Am Law 200 Firm Sets a New Standard for AI Performance in High-Stakes Insurance Litigation
by Justin Smith
Key Takeaways
Using generative AI to review nearly 600,000 documents in an insurance matter, this Am Law 200 law firm reported impacts including:
Precision: 93% precision rate in the validated responsive sample.
Recall: 93% recall rate for the Responsive No category and 60% recall rate for the Responsive Soft No category.
Time Savings: The review timeline went from six weeks to less than two weeks.
In the modern legal landscape, the most formidable opponent often isn’t the opposing counsel—it’s the sheer amount of the data itself. As discovery evolves from a manageable stream into a digital deluge, the traditional linear review models that once served as the industry standard are being pushed to their breaking point.
For today’s litigation teams, the ability to harness generative AI to navigate this sea of information with precision hasn't just become an advantage, but the new benchmark for excellence.
When faced with a case involving a complex insurance coverage dispute, an Am Law 200 firm saw an opportunity to save their client both time and money by leveraging generative AI, and primarily Everlaw’s Coding Suggestions tool, in the document review process.

Provided material →
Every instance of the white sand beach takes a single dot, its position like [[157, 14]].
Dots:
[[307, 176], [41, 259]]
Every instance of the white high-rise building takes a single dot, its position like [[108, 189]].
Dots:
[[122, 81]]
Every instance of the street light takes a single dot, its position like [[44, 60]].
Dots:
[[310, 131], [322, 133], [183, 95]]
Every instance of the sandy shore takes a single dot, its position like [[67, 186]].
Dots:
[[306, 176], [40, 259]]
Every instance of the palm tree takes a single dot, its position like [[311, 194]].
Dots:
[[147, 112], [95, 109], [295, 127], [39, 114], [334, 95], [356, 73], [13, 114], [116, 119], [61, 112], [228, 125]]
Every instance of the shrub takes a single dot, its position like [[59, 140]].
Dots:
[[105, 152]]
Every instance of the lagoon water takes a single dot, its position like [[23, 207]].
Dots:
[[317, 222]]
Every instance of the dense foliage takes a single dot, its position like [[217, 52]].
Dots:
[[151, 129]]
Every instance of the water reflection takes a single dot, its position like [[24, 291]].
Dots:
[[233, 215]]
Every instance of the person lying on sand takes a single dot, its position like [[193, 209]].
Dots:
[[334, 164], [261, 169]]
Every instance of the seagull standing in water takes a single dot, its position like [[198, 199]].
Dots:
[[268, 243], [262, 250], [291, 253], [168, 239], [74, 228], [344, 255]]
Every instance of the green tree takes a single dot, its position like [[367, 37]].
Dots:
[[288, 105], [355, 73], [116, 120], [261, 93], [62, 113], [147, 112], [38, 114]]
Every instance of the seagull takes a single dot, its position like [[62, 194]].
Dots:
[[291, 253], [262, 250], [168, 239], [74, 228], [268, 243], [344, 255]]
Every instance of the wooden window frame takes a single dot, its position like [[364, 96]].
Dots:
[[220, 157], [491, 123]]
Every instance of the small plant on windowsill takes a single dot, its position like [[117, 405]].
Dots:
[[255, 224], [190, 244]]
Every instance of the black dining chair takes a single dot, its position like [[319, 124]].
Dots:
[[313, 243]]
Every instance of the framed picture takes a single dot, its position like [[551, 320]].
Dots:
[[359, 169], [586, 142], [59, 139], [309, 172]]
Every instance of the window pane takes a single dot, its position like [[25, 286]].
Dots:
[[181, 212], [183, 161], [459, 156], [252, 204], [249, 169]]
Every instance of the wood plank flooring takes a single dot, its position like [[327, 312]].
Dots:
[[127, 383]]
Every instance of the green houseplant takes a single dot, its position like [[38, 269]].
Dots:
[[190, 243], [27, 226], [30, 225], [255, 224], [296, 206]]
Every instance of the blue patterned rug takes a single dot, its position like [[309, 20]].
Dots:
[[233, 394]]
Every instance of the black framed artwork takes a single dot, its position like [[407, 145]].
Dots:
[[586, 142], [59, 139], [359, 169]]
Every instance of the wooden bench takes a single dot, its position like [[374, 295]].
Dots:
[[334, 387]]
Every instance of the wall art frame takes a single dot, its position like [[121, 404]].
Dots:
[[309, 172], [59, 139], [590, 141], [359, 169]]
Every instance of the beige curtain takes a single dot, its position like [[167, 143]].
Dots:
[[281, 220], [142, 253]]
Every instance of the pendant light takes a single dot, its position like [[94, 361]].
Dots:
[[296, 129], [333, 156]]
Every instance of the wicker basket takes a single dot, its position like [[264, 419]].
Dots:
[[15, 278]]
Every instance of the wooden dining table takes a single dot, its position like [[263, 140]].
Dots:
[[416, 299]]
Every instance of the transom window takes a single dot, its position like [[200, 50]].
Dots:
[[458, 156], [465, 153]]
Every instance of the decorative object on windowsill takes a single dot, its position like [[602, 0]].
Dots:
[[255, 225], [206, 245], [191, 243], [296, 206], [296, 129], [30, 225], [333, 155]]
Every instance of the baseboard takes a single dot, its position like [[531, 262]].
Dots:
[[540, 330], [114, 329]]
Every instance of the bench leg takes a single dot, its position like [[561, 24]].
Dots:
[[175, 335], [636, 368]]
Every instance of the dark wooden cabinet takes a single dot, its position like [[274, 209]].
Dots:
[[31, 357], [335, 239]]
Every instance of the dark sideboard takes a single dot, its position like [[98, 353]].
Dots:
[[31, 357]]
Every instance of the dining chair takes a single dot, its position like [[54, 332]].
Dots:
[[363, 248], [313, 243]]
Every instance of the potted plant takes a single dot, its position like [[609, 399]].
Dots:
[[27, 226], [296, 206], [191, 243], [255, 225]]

Exercise tasks →
1) Pull out everything in the AI document review article from "Am Law 200 Firm Sets" down to "their breaking point.", word for word.
2) Continue the article on the firm's AI document review from the point where it stops.
These entries were drawn from a separate source.

Outputs for the tasks →
1)
Am Law 200 Firm Sets a New Standard for AI Performance in High-Stakes Insurance Litigation
by Justin Smith
Key Takeaways
Using generative AI to review nearly 600,000 documents in an insurance matter, this Am Law 200 law firm reported impacts including:
Precision: 93% precision rate in the validated responsive sample.
Recall: 93% recall rate for the Responsive No category and 60% recall rate for the Responsive Soft No category.
Time Savings: The review timeline went from six weeks to less than two weeks.
In the modern legal landscape, the most formidable opponent often isn’t the opposing counsel—it’s the sheer amount of the data itself. As discovery evolves from a manageable stream into a digital deluge, the traditional linear review models that once served as the industry standard are being pushed to their breaking point.

2)
According to their team, Coding Suggestions achieved a 93% precision and recall rate across the nearly 600,000-document set. This gave them the statistical confidence to move through the review process without the constant burden of sorting through irrelevant documents. The high level of accuracy ensured that attorneys weren't wasting valuable hours on non-responsive data, allowing them to complete the entire review process in less than two weeks—performing over 66% faster than traditional managed review models at just one-fifth of the cost.
“We’ve found that AI not only saves time, but also sharpens our responses,” a Director of Litigation Technology and Support at the firm said. “It's going to save clients thousands of dollars, and in larger cases, hundreds of thousands of dollars. It also improves our confidence as attorneys because we’re capturing everything that is going to be important to the case.”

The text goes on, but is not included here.